### ROWS
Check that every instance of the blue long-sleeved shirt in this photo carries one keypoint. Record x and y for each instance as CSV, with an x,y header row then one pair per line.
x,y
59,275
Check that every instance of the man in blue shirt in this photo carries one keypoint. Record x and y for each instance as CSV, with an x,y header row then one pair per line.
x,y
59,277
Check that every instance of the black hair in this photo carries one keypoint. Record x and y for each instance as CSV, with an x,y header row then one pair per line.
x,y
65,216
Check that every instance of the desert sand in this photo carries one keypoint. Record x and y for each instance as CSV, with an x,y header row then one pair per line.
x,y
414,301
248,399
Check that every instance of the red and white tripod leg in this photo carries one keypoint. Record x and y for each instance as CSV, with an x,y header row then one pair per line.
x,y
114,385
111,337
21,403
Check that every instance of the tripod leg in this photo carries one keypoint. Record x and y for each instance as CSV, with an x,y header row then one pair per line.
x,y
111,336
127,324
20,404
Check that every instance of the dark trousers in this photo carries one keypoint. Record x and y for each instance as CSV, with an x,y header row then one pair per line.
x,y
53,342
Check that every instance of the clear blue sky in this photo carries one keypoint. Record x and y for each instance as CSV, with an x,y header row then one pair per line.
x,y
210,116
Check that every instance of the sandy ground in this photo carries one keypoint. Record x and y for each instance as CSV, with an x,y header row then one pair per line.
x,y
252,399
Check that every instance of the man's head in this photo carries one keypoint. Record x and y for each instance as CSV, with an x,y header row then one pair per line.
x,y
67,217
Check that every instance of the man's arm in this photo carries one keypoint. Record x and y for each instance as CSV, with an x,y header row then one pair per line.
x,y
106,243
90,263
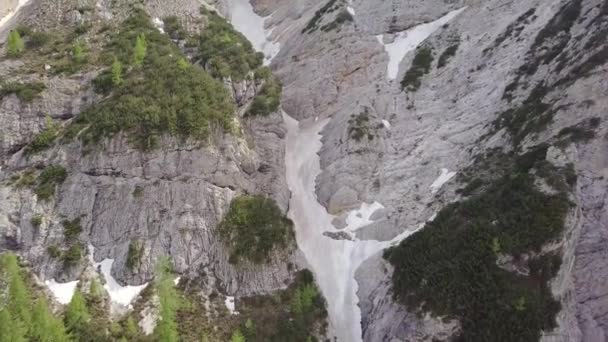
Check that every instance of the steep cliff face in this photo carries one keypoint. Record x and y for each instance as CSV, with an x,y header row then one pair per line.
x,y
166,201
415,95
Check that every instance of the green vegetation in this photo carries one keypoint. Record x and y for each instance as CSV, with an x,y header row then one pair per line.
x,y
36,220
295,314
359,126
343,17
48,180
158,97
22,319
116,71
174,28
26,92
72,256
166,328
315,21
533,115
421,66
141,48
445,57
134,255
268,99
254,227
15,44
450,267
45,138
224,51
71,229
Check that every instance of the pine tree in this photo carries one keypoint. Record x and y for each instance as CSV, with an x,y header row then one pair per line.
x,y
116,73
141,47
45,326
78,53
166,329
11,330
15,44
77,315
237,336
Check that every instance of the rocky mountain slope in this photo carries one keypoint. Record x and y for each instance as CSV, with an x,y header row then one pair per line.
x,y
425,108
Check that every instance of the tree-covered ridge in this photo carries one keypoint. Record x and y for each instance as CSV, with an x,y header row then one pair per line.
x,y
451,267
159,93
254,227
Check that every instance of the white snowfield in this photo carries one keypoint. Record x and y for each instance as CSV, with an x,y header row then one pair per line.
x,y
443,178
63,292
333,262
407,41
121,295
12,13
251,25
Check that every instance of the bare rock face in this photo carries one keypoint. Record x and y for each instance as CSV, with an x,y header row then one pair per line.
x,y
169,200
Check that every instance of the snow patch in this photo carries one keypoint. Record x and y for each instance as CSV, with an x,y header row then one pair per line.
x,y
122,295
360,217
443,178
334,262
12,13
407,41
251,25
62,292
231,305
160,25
--
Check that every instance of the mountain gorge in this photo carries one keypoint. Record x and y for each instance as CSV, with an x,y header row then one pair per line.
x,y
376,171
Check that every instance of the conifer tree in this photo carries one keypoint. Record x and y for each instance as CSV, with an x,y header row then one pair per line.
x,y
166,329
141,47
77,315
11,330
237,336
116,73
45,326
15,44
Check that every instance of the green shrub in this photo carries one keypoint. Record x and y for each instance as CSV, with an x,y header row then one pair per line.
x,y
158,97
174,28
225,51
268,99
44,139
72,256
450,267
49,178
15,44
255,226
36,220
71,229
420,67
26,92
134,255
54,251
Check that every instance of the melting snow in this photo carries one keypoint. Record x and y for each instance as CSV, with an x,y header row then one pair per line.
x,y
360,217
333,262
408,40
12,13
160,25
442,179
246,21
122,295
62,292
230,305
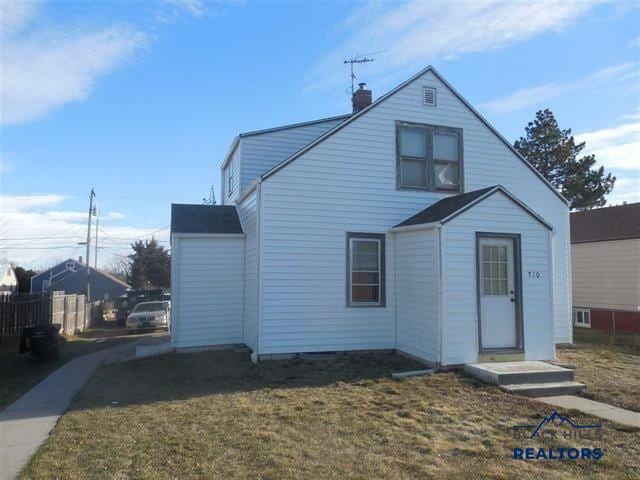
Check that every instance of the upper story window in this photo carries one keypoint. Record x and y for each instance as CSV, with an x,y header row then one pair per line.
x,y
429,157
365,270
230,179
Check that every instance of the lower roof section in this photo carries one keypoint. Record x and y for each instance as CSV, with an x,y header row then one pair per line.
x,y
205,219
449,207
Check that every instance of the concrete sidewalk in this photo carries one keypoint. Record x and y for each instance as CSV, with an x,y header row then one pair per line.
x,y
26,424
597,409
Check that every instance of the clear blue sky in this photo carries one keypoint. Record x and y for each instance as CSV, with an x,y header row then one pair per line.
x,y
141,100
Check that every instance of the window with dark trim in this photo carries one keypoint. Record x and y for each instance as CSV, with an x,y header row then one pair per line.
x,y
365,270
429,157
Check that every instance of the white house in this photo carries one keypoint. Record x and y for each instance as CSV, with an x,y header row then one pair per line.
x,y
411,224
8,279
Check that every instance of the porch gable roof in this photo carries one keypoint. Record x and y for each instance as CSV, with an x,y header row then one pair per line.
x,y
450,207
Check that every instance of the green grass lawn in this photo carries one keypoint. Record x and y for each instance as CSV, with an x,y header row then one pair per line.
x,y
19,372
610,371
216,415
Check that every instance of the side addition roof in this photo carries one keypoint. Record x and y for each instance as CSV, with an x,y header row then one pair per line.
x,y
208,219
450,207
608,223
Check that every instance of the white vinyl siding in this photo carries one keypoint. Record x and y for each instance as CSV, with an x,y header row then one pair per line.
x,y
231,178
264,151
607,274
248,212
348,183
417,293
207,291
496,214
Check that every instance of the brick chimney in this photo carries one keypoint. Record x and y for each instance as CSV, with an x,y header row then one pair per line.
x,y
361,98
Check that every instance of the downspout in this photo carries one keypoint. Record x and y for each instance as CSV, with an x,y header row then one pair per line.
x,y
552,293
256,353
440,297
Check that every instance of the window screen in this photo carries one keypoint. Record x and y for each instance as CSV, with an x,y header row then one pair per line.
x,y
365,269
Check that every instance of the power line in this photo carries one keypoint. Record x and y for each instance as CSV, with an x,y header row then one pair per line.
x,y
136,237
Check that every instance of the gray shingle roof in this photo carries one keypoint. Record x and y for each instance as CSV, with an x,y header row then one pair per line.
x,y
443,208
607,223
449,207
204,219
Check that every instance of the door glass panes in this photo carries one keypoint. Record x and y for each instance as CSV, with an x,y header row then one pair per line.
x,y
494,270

### SET PROBLEM
Find every line in the material above that contains "face", with case counting. Can you copy each of those lines in full?

### WRITTEN SOLUTION
Check that every instance of the steep cliff face in this photo carries one keypoint. Record x and y for each instance as CSV, with an x,y header row then one pair per line.
Check that every instance of the bare rock face in this photo carries one keypoint. Record x and y for each instance as CSV, with an x,y header row then one pair per line.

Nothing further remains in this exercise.